Judul
Buku : Leafie – Ayam Buruk Rupa dan Itik Kesayangannya
Penerbit
: Qanita
Penulis
: Hwang Sun-Mi
ISBN
: 978-602-9225-75-4
_________________________________________________________________________________
_________________________________________________________________________________
Blurb
Kisah
tentang Pengorbanan, Cinta, dan Kebebasan Sejati.
“Seandainya
aku bisa mengerami telur sekali saja,
Seandainya
aku bisa melihat kelahiran anak ayam….”
Leafie,
seekor ayam petelur, mengidamkan menetaskan telur sendiri. Tetapi itu tak
mungkin karena setiap hari telurnya diambil majikan untuk dikonsumsi. Setiap
hari Leafie menghabiskan waktu memandangi keluarga ayam dan bebek di halaman
yang bahagia berlarian ke sana kemari.
Ketika
dibuang ke lubang pembuangan ayam sekarat, Leafie hamper dimangsa Musang.
Untung ia ditolong Pengelana, bebek liar yang sayapnya luka dan tak bisa
terbang. Pengelana mengajarinya bertahan hidup di padang rumput yang penuh
bahaya. Lalu Leafie menemukan sebuah telur di rimbunan semak. Telur itu memicu
semangat hidupnya, memancing nalurinya sebagai ibu. Leafie tak menyangka, saat
dirinya memutuskan untuk mengerami telur itu, ia melangkah ke sebuah
petualangan yang luar biasan. Petualangan yang mengajarkan makna cinta, kasih
sayang, dan kepasrahan. Petualangan yang membuatnya melihat Musang sang pemburu
dengan pandangan baru. Pandangan tanpa prasangka.

> RINGKASAN TUGAS 1
Tentukan apakah setiap pernyataan berikut sesuai dengan kutipan sumber, lalu sertakan kata-kata kutipan yang menjadi dasarnya: (a) Leafie adalah seekor ayam petelur. (b) Pengelana adalah bebek liar yang masih bisa terbang. (c) Telur Leafie setiap hari diambil majikan untuk dijual.
> RINGKASAN TUGAS 2
Cetak ulang bagian kutipan sumber yang diawali kata-kata berisi "Untung ia ditolong" dan diakhiri "Pandangan tanpa prasangka.".
Kerjakan dengan berpegang pada kutipan sumber saja.

> DATA YANG DIBERIKAN
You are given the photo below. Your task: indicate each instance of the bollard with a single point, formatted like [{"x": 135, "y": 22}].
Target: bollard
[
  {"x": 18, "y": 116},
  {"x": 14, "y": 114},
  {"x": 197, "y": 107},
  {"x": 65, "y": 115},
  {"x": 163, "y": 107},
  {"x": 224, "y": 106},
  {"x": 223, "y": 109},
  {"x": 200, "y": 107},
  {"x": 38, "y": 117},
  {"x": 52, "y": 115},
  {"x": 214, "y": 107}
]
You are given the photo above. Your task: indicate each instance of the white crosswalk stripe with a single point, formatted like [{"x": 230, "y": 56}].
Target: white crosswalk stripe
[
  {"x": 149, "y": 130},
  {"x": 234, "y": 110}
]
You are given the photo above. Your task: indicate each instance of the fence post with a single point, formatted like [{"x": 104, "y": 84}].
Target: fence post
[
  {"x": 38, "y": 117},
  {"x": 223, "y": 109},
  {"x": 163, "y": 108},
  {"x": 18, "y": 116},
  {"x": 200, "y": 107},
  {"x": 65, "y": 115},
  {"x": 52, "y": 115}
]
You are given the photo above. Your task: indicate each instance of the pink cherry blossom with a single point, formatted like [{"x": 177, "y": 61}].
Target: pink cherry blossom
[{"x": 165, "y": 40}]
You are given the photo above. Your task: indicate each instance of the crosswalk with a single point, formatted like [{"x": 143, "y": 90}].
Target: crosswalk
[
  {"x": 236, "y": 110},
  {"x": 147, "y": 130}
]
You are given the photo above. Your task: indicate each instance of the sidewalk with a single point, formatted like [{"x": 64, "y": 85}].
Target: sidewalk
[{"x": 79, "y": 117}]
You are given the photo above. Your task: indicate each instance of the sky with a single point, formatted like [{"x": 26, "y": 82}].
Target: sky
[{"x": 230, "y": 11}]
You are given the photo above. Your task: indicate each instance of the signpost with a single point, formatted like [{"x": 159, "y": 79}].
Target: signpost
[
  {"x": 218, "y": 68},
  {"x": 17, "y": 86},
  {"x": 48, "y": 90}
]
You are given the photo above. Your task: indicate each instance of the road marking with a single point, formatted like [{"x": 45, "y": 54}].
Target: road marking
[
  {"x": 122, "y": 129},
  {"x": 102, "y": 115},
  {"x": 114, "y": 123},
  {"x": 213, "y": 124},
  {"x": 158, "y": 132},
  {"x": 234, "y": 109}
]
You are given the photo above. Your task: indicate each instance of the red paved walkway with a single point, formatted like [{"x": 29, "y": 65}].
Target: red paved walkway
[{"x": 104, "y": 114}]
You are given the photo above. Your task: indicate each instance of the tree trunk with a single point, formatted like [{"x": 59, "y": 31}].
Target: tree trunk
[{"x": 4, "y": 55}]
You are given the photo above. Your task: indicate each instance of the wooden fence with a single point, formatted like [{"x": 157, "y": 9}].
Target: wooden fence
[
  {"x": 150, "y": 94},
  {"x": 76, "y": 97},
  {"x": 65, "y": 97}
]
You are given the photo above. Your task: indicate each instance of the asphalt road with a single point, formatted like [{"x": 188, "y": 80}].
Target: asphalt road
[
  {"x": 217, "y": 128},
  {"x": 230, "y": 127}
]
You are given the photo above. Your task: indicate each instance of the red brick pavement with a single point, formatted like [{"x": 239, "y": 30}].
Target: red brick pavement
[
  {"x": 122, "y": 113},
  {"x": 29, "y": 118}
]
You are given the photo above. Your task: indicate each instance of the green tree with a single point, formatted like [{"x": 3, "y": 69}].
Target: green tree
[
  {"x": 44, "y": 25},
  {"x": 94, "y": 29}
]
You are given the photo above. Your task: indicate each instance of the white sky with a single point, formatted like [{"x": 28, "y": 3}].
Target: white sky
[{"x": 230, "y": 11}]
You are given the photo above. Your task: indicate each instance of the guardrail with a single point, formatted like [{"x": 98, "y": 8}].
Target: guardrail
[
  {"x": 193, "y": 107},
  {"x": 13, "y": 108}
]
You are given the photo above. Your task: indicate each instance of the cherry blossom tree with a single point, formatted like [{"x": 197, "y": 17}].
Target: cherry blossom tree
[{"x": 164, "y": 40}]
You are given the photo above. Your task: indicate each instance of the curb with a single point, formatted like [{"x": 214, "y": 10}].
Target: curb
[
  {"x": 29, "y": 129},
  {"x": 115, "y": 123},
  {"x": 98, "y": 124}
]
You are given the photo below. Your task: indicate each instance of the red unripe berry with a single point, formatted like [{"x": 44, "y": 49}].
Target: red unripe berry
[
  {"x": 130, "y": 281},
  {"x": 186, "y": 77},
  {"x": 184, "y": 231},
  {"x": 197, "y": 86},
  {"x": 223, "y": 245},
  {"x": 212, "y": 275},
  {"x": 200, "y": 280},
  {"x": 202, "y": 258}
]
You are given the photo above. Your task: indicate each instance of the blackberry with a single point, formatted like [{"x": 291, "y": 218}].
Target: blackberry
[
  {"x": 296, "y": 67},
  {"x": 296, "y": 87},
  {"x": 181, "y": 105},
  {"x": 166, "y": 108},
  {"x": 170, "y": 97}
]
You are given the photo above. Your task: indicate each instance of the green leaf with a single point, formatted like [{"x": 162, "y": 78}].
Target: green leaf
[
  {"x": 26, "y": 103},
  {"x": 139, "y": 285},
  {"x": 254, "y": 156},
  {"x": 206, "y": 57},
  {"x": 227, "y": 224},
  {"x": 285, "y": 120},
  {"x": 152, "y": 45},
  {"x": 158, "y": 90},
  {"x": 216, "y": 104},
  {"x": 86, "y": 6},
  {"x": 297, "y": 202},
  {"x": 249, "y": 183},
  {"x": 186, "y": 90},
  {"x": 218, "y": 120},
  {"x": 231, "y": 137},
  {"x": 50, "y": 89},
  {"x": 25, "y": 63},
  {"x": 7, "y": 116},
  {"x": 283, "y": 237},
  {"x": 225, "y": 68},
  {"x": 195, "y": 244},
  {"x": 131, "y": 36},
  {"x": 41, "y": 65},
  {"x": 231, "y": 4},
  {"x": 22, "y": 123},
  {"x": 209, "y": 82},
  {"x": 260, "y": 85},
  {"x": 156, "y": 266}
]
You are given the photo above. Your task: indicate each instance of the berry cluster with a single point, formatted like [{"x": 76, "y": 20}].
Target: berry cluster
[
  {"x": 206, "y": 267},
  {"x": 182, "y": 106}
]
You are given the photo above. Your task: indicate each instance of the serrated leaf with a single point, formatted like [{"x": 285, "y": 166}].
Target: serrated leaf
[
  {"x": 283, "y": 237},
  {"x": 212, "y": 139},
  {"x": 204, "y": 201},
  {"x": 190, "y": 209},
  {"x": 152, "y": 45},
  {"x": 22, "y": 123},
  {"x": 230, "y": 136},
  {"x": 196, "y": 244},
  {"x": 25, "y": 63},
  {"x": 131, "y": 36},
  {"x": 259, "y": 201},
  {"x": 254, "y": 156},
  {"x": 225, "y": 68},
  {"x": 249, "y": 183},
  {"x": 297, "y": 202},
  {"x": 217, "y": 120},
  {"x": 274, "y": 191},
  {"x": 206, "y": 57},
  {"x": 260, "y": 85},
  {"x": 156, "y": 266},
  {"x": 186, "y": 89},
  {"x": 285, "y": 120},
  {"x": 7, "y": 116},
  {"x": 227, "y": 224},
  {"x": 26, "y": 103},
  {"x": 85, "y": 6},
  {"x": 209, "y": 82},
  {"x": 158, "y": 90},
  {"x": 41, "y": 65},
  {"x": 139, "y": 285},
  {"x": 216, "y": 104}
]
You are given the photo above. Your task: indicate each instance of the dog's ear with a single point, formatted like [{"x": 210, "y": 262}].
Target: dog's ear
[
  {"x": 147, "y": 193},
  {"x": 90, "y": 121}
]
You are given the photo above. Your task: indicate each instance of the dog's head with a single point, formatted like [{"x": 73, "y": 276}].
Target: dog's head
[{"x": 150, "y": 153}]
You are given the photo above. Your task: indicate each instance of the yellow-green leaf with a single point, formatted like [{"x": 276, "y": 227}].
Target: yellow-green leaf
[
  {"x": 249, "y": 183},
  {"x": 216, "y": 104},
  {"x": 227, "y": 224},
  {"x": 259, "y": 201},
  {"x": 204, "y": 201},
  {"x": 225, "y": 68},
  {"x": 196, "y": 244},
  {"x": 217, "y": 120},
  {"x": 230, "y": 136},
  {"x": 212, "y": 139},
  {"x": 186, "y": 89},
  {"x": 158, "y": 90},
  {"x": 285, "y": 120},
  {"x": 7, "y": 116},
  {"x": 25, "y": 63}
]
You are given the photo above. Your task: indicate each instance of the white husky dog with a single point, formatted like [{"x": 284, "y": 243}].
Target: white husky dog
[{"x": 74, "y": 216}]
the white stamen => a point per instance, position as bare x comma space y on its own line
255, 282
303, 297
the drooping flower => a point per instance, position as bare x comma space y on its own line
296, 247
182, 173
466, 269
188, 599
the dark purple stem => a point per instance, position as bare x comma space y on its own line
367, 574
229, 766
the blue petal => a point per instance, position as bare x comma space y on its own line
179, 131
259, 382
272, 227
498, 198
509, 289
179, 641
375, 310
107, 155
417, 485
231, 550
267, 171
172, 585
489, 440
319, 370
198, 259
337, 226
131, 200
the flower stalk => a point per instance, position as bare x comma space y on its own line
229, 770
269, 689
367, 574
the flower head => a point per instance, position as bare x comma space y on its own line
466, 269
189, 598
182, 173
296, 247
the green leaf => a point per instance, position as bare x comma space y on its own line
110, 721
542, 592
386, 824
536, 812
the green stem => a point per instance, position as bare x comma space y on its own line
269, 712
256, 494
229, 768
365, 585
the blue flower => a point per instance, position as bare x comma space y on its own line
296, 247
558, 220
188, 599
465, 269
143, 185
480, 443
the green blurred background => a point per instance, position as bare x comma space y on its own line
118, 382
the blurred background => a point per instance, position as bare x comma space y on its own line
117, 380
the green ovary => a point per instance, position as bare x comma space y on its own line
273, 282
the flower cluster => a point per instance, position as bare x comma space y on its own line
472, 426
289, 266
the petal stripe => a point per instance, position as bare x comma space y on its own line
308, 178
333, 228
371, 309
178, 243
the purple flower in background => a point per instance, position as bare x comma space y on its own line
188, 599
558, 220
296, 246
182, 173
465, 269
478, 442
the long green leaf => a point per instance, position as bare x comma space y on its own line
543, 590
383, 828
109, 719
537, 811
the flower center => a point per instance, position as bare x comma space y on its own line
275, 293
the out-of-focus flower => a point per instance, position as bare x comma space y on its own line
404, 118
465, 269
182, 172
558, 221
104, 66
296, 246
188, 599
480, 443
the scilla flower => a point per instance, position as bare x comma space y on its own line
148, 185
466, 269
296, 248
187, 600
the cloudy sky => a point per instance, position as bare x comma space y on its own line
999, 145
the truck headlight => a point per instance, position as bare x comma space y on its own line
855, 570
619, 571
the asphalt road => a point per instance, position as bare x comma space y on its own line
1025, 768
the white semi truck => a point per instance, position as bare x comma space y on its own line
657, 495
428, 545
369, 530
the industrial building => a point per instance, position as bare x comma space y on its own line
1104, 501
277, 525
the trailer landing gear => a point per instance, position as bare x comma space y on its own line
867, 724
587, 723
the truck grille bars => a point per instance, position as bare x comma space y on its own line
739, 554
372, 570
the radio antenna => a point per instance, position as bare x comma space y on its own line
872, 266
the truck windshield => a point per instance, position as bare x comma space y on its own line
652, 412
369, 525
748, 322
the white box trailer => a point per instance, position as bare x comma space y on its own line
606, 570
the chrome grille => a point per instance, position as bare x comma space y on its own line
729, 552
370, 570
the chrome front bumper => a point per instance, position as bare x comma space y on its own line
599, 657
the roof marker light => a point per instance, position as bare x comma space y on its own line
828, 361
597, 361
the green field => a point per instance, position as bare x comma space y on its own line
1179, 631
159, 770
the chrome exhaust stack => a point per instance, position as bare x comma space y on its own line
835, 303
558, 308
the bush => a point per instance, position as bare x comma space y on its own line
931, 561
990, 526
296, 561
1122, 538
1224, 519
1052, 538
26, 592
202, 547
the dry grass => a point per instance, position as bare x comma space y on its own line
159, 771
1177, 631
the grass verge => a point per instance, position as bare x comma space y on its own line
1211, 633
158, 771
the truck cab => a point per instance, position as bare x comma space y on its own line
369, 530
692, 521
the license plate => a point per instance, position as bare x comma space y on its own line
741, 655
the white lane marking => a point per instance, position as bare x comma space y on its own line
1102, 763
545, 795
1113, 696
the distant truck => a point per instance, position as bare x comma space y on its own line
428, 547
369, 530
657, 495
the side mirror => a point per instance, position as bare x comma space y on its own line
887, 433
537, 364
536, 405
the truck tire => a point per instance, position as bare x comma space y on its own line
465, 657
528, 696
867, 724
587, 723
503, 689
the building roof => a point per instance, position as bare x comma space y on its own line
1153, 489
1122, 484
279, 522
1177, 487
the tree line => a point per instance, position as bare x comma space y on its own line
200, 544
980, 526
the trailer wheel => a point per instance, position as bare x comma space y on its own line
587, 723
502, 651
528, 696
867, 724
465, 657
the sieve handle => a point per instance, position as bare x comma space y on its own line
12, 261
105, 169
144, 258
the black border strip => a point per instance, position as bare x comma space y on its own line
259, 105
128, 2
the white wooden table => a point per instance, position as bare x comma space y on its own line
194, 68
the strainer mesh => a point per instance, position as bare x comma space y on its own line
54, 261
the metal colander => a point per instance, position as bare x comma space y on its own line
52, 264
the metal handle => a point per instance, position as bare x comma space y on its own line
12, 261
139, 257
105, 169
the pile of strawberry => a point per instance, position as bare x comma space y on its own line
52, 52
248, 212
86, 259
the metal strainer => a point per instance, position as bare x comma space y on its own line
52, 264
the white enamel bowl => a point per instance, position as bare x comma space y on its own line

> JAWABAN BENAR 1
(a) Ya, "seekor ayam petelur".
(b) Tidak, "bebek liar yang sayapnya luka dan tak bisa terbang".
(c) Tidak, "setiap hari telurnya diambil majikan untuk dikonsumsi".

> JAWABAN BENAR 2
Untung ia ditolong Pengelana, bebek liar yang sayapnya luka dan tak bisa
terbang. Pengelana mengajarinya bertahan hidup di padang rumput yang penuh
bahaya. Lalu Leafie menemukan sebuah telur di rimbunan semak. Telur itu memicu
semangat hidupnya, memancing nalurinya sebagai ibu. Leafie tak menyangka, saat
dirinya memutuskan untuk mengerami telur itu, ia melangkah ke sebuah
petualangan yang luar biasan. Petualangan yang mengajarkan makna cinta, kasih
sayang, dan kepasrahan. Petualangan yang membuatnya melihat Musang sang pemburu
dengan pandangan baru. Pandangan tanpa prasangka.